__Exercise aim__
Once the line with "Target: red tiled roof" is found in the entries below, print it and each following line exactly, stopping after the line with "pin the pointed"; print nothing else.

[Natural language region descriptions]
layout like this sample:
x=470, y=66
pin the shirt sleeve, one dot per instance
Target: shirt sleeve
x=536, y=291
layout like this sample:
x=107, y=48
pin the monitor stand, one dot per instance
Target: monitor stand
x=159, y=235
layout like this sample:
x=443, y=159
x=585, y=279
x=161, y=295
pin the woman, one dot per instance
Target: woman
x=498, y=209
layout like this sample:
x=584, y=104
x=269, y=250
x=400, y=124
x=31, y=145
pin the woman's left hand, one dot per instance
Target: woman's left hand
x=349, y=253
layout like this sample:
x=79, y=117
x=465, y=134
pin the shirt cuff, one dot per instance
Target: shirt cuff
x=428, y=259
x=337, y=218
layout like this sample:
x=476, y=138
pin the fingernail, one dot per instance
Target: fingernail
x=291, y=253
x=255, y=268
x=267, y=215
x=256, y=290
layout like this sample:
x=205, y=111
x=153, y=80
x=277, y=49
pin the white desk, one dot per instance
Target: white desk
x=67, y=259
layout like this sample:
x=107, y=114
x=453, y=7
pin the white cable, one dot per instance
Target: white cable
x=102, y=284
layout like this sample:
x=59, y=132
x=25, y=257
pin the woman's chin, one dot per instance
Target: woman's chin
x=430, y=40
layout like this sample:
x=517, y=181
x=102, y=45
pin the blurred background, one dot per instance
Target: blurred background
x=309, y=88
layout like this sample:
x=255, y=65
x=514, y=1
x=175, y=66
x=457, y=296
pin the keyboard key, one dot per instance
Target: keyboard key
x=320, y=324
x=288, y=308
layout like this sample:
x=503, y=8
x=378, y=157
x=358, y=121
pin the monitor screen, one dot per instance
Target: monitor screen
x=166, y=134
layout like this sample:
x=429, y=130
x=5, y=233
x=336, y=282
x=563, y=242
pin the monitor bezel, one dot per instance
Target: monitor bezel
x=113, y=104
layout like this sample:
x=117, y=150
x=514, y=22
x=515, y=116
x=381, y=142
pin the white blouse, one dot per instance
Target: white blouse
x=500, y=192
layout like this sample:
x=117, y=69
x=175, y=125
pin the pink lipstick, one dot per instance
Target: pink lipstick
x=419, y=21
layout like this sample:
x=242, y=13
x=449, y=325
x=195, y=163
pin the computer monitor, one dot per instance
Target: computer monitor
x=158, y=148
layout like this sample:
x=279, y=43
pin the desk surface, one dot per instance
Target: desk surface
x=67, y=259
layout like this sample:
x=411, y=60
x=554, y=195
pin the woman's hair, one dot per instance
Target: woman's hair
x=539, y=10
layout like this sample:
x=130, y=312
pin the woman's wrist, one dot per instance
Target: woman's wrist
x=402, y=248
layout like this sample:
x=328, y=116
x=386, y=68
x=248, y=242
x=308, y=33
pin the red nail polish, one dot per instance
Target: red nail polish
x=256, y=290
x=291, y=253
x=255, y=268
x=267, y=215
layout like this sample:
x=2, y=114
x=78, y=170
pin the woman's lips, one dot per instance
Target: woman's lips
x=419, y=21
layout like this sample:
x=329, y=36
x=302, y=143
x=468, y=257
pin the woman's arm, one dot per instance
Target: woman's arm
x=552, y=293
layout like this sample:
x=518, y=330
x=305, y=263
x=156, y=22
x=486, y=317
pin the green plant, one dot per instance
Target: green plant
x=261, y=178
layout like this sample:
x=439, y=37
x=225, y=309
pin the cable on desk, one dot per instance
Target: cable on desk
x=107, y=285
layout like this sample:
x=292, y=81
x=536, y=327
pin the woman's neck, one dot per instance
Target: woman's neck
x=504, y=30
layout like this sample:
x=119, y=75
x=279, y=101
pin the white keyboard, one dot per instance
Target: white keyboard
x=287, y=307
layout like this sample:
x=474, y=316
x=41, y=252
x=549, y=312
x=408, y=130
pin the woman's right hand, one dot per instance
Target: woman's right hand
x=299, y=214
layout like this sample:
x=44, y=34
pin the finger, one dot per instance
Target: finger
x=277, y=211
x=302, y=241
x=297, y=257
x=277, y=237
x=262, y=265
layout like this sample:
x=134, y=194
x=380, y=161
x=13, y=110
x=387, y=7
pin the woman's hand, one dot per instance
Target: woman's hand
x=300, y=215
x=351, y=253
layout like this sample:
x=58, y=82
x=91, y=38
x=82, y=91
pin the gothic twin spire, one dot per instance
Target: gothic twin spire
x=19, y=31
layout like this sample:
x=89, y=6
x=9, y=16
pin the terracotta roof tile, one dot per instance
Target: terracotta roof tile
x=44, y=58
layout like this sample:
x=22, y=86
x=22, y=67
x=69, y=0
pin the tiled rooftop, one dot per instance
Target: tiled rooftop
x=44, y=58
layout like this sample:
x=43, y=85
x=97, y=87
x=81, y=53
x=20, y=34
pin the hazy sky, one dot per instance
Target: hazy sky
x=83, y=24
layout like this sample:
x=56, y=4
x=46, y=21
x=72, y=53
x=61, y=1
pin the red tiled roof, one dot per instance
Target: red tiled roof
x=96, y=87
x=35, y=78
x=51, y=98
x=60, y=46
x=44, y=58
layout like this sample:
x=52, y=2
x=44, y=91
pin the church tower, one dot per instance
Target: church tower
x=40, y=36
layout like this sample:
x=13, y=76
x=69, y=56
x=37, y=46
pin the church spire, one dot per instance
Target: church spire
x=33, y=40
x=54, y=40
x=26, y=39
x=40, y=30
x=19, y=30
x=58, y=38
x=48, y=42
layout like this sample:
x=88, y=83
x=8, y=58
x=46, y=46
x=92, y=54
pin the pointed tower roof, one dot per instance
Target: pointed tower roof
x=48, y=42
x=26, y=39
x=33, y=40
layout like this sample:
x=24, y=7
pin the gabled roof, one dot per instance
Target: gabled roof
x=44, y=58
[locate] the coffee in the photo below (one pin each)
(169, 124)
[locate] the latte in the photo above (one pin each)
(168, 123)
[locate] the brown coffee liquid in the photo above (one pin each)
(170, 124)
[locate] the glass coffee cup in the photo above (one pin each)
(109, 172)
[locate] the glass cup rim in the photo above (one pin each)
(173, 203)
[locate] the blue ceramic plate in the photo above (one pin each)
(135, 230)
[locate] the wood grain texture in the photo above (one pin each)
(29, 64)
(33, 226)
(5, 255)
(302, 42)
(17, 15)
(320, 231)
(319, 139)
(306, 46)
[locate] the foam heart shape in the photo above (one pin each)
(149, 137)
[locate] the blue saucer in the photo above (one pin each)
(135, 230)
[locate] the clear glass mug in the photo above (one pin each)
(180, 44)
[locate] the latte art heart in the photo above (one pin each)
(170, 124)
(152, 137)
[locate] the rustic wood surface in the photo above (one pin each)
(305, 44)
--
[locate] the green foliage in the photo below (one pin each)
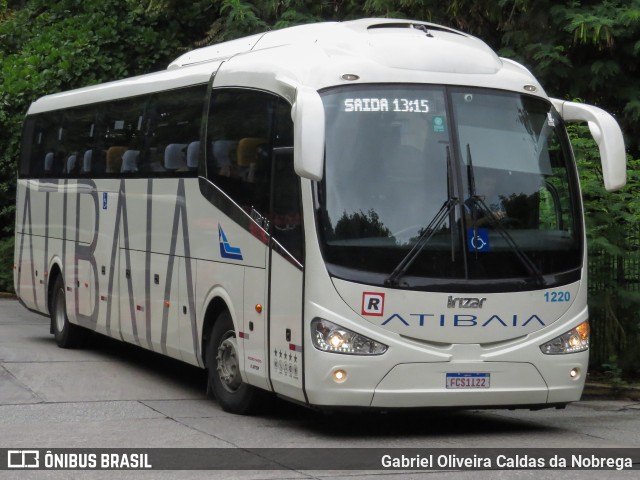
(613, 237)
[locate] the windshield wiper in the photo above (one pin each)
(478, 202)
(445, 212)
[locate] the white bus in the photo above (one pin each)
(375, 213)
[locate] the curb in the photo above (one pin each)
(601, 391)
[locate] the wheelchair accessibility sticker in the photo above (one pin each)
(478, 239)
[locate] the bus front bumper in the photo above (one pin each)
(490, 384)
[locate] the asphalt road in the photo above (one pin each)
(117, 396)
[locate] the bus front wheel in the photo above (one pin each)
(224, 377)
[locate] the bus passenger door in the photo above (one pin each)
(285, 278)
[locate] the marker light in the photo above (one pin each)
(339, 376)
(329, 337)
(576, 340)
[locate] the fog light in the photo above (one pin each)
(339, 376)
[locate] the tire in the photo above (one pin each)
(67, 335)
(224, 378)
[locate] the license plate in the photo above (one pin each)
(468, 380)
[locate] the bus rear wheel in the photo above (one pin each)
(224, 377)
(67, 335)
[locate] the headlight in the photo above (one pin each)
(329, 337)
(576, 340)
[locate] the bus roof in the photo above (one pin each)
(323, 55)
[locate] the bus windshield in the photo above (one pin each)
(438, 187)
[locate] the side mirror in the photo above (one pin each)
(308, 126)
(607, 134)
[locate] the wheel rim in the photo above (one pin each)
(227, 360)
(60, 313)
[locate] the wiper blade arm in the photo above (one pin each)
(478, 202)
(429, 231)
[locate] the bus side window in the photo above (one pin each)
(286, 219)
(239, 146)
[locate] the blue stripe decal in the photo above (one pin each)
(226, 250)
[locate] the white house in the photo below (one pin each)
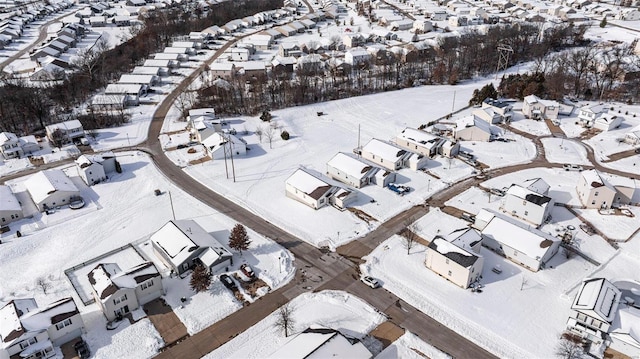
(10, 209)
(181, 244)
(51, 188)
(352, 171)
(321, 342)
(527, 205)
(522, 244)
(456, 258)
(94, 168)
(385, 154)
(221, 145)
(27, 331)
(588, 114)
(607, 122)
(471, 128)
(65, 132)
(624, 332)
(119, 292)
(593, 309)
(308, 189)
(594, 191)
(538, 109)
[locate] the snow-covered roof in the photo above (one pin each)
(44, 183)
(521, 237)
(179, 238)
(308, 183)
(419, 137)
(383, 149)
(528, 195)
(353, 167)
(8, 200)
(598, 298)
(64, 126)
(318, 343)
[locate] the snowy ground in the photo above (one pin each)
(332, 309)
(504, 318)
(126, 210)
--
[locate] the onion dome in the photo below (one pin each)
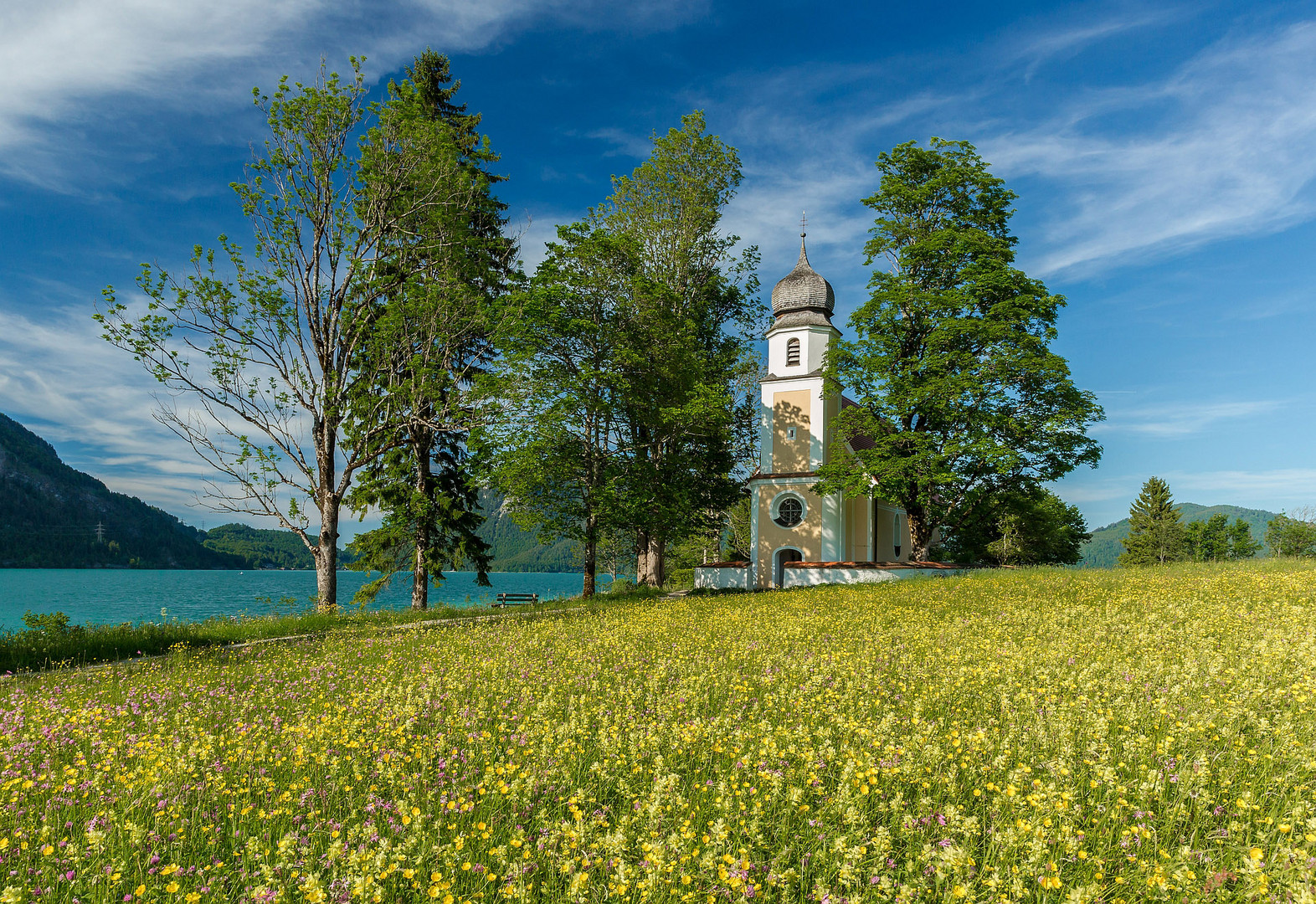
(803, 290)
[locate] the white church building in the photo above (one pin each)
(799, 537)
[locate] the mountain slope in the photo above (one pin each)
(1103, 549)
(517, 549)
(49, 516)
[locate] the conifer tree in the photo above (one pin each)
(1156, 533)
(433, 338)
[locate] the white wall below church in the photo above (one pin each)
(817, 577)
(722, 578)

__Solution below__
Target: red tiled roof
x=96, y=87
x=35, y=78
x=51, y=98
x=60, y=46
x=44, y=58
layout like this sample:
x=52, y=2
x=44, y=91
pin the church tower, one dot per instance
Target: church tower
x=40, y=36
layout like this sample:
x=13, y=76
x=69, y=56
x=37, y=46
pin the church spire, one dot per instance
Target: church spire
x=33, y=40
x=54, y=40
x=26, y=39
x=40, y=30
x=19, y=30
x=58, y=38
x=48, y=42
layout like this sample:
x=88, y=83
x=8, y=58
x=46, y=46
x=92, y=54
pin the pointed tower roof, one dot per instance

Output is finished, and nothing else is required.